-- Begin DATASET EXCERPTS --

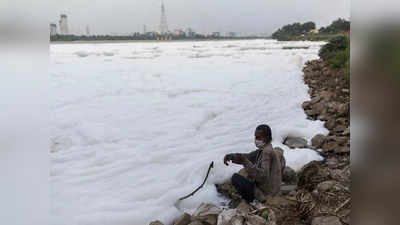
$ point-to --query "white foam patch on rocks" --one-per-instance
(132, 136)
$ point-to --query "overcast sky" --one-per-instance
(244, 16)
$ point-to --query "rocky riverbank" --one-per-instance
(319, 194)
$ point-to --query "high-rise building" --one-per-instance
(163, 22)
(144, 29)
(63, 23)
(87, 30)
(53, 29)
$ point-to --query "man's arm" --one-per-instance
(238, 158)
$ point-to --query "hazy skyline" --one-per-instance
(255, 16)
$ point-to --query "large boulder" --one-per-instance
(326, 220)
(330, 124)
(207, 213)
(312, 174)
(289, 176)
(255, 220)
(183, 220)
(295, 142)
(231, 217)
(318, 140)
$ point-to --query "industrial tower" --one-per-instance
(63, 24)
(163, 22)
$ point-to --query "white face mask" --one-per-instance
(259, 143)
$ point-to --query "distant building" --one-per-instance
(53, 29)
(144, 29)
(190, 32)
(63, 24)
(178, 32)
(163, 20)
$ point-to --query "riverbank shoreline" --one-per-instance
(322, 194)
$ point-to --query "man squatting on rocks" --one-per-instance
(263, 166)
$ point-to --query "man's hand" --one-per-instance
(239, 159)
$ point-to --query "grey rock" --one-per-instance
(286, 189)
(207, 213)
(330, 146)
(244, 207)
(289, 176)
(318, 140)
(255, 220)
(230, 217)
(332, 162)
(326, 220)
(346, 131)
(330, 124)
(344, 149)
(295, 142)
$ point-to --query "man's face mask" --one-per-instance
(259, 143)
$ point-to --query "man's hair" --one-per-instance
(266, 131)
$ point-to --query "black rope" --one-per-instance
(205, 179)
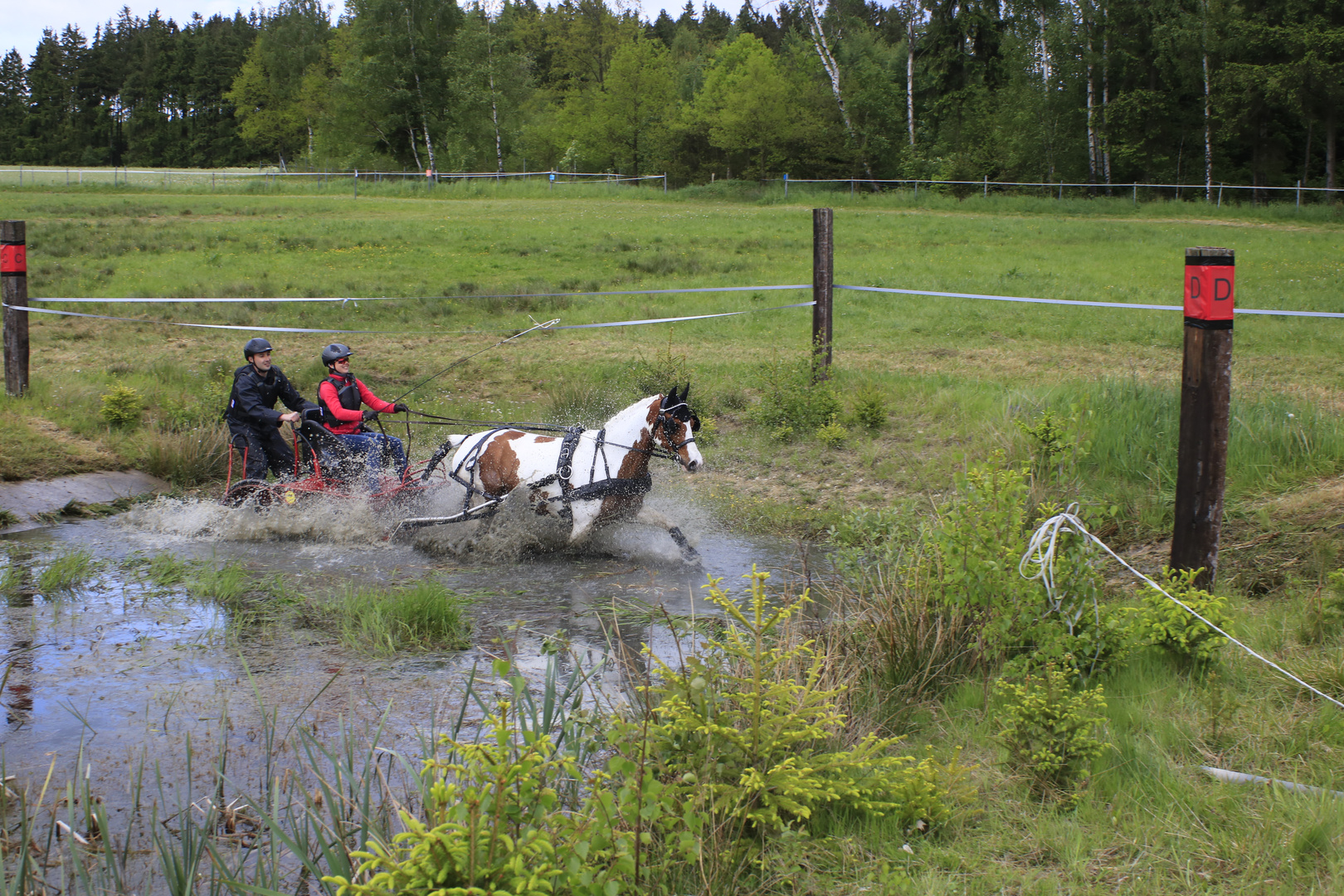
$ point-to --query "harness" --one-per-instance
(596, 489)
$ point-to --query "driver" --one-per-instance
(251, 416)
(340, 397)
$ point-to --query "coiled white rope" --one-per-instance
(1040, 553)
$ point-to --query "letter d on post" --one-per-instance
(1205, 410)
(14, 290)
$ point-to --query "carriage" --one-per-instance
(583, 477)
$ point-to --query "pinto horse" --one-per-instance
(587, 477)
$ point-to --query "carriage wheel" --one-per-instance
(241, 492)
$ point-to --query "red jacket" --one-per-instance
(350, 419)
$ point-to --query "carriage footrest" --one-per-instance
(420, 522)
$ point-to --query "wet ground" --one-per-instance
(121, 670)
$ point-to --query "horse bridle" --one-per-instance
(667, 422)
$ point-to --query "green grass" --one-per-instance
(955, 373)
(66, 572)
(388, 621)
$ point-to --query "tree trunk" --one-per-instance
(1307, 158)
(828, 62)
(1209, 117)
(1329, 148)
(414, 148)
(1092, 130)
(1105, 95)
(1045, 52)
(910, 78)
(494, 110)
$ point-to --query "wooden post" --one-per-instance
(823, 275)
(14, 290)
(1205, 411)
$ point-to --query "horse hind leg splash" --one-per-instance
(654, 518)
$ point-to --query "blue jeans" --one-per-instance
(371, 446)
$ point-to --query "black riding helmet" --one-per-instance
(256, 347)
(335, 353)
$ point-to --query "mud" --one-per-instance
(119, 670)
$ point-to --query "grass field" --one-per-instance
(956, 377)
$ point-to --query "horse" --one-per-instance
(587, 477)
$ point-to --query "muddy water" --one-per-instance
(121, 670)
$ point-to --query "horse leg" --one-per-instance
(654, 518)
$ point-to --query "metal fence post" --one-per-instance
(14, 290)
(1205, 411)
(823, 275)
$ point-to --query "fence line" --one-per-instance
(554, 178)
(1025, 299)
(381, 332)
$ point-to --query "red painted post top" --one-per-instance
(14, 258)
(1210, 278)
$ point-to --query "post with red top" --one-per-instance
(1205, 410)
(823, 277)
(14, 290)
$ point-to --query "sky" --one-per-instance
(24, 21)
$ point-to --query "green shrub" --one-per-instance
(121, 406)
(1057, 444)
(387, 621)
(743, 735)
(791, 398)
(66, 572)
(1168, 626)
(494, 825)
(1050, 731)
(832, 434)
(188, 457)
(869, 407)
(975, 551)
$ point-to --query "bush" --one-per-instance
(188, 457)
(1168, 626)
(869, 409)
(121, 407)
(791, 398)
(1050, 731)
(743, 733)
(494, 824)
(832, 434)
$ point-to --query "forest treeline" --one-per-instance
(1079, 90)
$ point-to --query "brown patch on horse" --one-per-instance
(635, 465)
(498, 465)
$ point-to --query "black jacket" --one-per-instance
(253, 399)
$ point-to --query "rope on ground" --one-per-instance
(1040, 553)
(1069, 301)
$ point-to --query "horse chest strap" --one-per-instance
(565, 464)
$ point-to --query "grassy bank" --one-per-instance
(953, 373)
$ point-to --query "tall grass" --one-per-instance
(187, 457)
(386, 621)
(66, 572)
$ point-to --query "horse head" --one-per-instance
(674, 429)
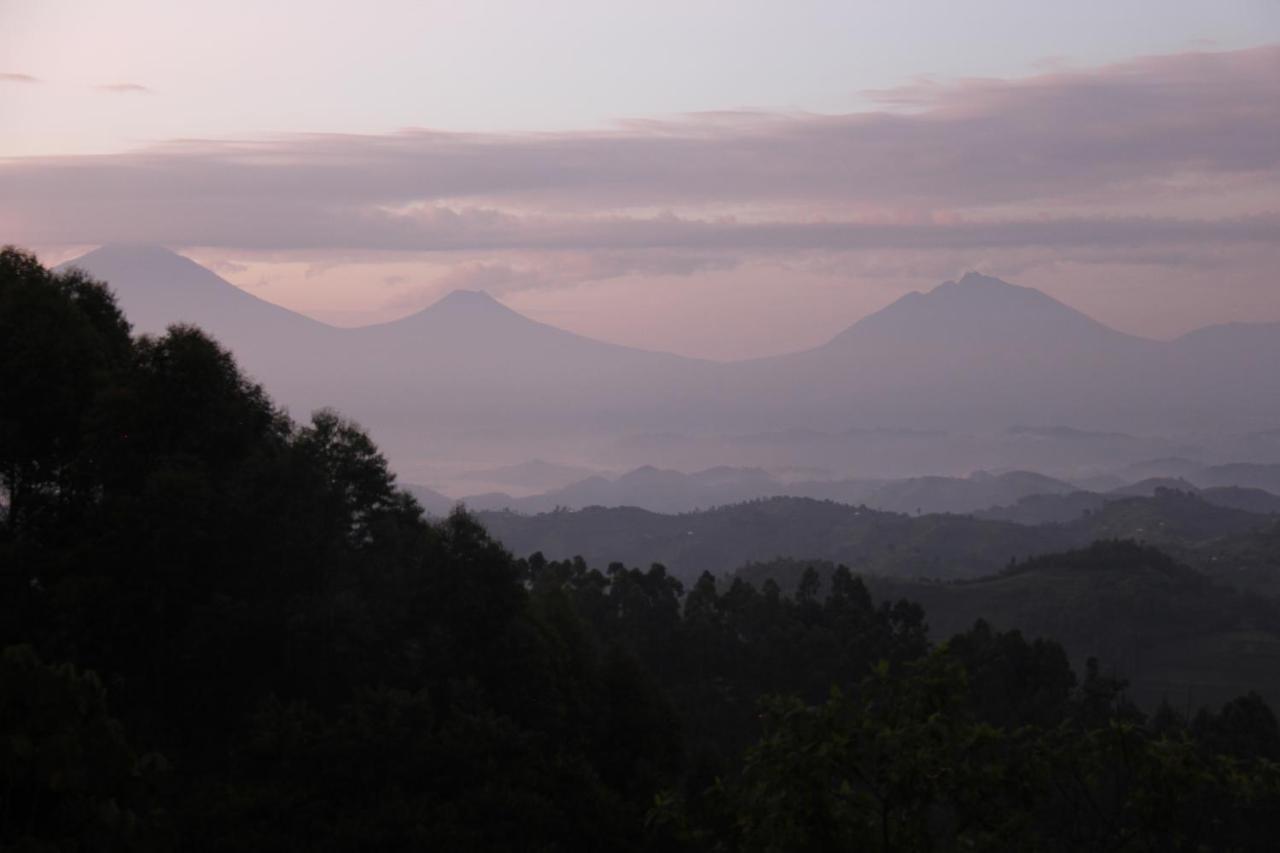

-- End DATASET EXCERPTS --

How many lines in the entries above contain the string "black"? Case counts. Reply with the number only.

_FINAL ANSWER_:
3